RECORDS PROVIDED:
## begin

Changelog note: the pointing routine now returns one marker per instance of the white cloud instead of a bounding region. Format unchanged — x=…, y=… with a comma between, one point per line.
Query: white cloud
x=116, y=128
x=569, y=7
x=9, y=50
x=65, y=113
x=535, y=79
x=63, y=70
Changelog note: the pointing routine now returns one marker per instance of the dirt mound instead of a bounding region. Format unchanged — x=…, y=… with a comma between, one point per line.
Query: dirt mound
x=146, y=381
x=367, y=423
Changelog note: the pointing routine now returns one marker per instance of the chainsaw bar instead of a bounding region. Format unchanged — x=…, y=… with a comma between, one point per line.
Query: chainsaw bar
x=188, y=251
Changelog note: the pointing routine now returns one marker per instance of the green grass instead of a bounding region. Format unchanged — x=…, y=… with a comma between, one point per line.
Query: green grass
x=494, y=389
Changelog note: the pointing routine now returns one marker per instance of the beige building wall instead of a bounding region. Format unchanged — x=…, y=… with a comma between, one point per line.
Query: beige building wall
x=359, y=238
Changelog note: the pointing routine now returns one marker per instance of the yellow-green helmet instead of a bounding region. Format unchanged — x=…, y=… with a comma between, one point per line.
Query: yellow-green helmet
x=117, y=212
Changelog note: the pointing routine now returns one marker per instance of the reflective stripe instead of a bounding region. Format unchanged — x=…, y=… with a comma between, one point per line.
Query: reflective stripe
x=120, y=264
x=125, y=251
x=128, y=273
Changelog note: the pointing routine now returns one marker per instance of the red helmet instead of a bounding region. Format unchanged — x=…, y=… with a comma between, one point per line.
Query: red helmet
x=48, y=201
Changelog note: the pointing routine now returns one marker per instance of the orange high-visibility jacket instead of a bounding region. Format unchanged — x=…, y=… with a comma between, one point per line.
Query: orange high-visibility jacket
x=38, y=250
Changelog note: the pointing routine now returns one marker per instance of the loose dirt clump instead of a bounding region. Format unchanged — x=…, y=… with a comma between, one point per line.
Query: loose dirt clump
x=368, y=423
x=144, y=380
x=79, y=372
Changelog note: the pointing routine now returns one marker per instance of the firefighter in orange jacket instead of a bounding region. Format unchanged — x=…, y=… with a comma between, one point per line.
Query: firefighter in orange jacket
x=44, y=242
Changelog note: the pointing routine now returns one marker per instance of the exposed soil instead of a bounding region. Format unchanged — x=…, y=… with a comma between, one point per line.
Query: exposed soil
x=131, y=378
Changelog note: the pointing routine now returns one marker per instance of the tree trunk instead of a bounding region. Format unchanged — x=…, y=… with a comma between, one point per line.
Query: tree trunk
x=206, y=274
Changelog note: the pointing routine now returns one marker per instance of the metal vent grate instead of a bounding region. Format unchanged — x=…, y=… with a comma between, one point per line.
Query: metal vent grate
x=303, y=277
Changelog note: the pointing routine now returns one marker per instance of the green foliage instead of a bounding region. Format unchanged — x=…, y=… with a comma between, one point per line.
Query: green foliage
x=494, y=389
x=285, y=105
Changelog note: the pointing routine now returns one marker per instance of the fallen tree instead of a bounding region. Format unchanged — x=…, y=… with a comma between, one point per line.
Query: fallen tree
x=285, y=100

## end

SHORT PROBLEM: Can you reproduce all of the records above word for word, keeping every line in its original order?

FINISHED TASK:
Changelog note: the pointing routine now returns one marker per instance of the white cloud instead of a bounding region. Format unchanged — x=…, y=… with a comma between, one point per line.
Query: white cloud
x=116, y=128
x=569, y=7
x=9, y=50
x=65, y=113
x=535, y=79
x=63, y=70
Changelog note: the pointing routine now returns one marker per instance of the dirt mound instead of a bounding region. Format unchanged — x=…, y=… with a comma between, one point per line.
Query: dirt mound
x=146, y=381
x=367, y=423
Changelog note: the pointing routine now returns one marker per instance of the chainsaw bar instead of a bounding region. Format unchanged — x=…, y=… with a comma between, one point per line.
Query: chainsaw bar
x=188, y=251
Changelog note: the pointing routine now returns one marker per instance of the green grass instead of a bounding region. Format unchanged — x=…, y=… with a comma between, one point per line.
Query: green grass
x=494, y=389
Changelog note: the pointing routine now returns one marker per instance of the beige building wall instead of a bounding region. Format unchanged — x=…, y=… with a comma between, one point per line.
Query: beige building wall
x=359, y=238
Changelog note: the pointing routine now returns one marker per instance of the yellow-green helmet instead of a bounding region. Format unchanged — x=…, y=… with a comma between, one point per line.
Query: yellow-green helmet
x=117, y=212
Changelog note: the pointing routine now returns one marker per instance of the reflective stripe instead of a bounding region. Format unchanged — x=…, y=… with a comma between, one point per line.
Query: reflective stripe
x=120, y=264
x=125, y=251
x=128, y=273
Changelog note: the pointing routine now returns one marker per instance of the red helmet instead of a bounding region. Format unchanged — x=…, y=… with a comma between, one point per line.
Query: red helmet
x=48, y=201
Changelog note: the pointing routine now returns one marker per instance of the orange high-visibility jacket instead of a bounding region. Format unchanged — x=…, y=… with a comma between, one point per line.
Query: orange high-visibility jacket
x=38, y=250
Changelog note: the pointing routine now returns one marker per instance of the loose dirt clump instead of a bounding region. Format unchanged — x=…, y=… with a comma between, one point per line.
Query: loose dirt clump
x=368, y=423
x=144, y=380
x=79, y=372
Changelog note: the pointing routine now returns one marker per instance of the firefighter in orange jacket instead of a bounding region. Format unchanged — x=…, y=… with a comma between, one point per line.
Query: firefighter in orange jacket
x=44, y=242
Changelog note: the pointing routine now returns one marker per instance of the exposed soil instead of a bounding region. Format unchanged — x=…, y=… with a comma between, one point per line.
Query: exposed soil
x=131, y=378
Changelog note: the pointing routine now returns one marker per instance of the tree trunk instead of a bounding region. Format unchanged — x=…, y=… with a comma between, one point per line.
Query: tree trunk
x=206, y=274
Changelog note: the pointing routine now returns one marker per instance of the metal vent grate instead of a bounding region. Format unchanged — x=…, y=… with a comma between, one point per line.
Query: metal vent grate
x=303, y=277
Changelog note: the pointing routine now returns one marker per instance of the green foliage instead of a bounding region. Format unchanged — x=…, y=… with a comma between, one point per line.
Query: green foliage
x=494, y=389
x=285, y=105
Changelog note: the pointing routine now returns one marker per instance of the fallen tree instead of a bounding region. Format unchanged — x=…, y=… with a comma between, one point per line.
Query: fallen tree
x=285, y=100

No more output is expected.